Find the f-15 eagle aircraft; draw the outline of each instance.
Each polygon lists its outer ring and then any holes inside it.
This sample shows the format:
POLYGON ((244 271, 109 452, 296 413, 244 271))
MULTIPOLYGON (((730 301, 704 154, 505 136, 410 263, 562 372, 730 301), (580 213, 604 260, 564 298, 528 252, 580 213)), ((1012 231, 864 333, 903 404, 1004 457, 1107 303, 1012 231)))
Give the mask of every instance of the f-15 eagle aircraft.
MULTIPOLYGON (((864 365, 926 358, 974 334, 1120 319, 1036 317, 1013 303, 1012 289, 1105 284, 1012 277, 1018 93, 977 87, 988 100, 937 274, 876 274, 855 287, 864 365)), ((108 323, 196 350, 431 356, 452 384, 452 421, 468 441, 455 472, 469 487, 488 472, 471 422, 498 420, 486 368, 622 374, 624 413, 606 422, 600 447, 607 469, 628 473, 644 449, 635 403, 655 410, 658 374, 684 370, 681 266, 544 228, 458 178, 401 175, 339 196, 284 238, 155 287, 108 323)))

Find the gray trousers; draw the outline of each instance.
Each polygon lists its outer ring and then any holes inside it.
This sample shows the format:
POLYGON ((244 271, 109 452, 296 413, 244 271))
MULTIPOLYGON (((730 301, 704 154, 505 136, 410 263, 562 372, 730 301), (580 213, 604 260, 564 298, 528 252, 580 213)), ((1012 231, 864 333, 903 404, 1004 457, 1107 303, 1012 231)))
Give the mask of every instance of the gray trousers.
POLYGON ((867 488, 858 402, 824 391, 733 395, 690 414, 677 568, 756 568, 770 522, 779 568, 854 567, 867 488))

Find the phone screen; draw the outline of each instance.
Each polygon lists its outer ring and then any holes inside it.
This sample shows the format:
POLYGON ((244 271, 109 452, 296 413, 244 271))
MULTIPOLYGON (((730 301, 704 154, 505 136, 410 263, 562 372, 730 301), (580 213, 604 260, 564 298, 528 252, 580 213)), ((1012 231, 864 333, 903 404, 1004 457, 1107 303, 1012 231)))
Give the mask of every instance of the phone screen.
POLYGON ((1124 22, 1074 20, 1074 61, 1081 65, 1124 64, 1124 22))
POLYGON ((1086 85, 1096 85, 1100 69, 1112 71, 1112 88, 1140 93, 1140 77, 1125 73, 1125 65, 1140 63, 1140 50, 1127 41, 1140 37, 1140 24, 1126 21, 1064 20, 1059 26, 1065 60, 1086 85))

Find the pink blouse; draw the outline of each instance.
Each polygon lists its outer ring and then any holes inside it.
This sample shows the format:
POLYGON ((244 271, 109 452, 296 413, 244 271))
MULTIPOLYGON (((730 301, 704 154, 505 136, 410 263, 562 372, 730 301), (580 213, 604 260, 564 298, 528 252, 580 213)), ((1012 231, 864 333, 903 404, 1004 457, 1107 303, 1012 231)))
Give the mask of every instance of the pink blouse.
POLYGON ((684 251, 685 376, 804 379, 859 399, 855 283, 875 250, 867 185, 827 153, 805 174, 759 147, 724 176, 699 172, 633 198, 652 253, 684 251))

▶ [Exercise brief]
Look through the entries above, find each line containing "outline", and copy it.

▶ [Solution for this problem]
Find the f-15 eagle aircraft; draw the outline of each instance.
Find the gray trousers; draw the outline of each instance.
Find the phone screen; draw the outline of each instance.
Find the pink blouse; draw the outline of each instance.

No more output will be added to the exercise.